• RECORDED DATA:
□ □ □
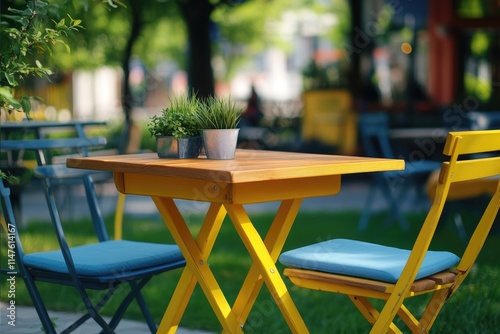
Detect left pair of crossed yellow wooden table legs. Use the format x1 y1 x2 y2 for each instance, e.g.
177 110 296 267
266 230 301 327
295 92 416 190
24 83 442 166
153 197 243 333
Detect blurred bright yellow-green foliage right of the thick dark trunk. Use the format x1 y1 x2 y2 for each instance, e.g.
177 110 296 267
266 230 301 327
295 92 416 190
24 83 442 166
212 0 351 80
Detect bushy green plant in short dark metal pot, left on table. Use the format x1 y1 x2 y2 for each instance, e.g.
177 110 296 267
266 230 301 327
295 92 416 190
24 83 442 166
148 95 201 159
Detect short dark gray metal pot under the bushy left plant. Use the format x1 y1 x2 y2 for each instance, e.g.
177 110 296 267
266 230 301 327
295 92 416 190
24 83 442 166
156 136 201 159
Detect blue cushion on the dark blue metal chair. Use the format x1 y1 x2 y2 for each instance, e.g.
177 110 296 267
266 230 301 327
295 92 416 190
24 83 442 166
24 240 184 276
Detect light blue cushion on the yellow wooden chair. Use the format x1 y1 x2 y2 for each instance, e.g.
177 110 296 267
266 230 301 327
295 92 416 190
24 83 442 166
279 239 460 283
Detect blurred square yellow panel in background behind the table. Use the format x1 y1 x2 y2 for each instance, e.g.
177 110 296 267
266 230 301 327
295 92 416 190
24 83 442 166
302 89 357 154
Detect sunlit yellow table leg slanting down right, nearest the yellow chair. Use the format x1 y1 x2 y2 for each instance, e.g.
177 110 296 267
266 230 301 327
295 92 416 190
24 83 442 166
225 204 309 334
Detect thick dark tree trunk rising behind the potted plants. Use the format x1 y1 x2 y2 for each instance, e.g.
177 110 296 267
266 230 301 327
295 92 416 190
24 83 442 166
177 0 215 98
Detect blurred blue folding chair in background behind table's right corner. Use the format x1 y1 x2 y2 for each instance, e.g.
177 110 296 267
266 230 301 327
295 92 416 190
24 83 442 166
□ □ □
• WORK TO COMPLETE:
Respond with only the number of lines above that include the string "background".

• RESPONSE TO THIS TASK:
2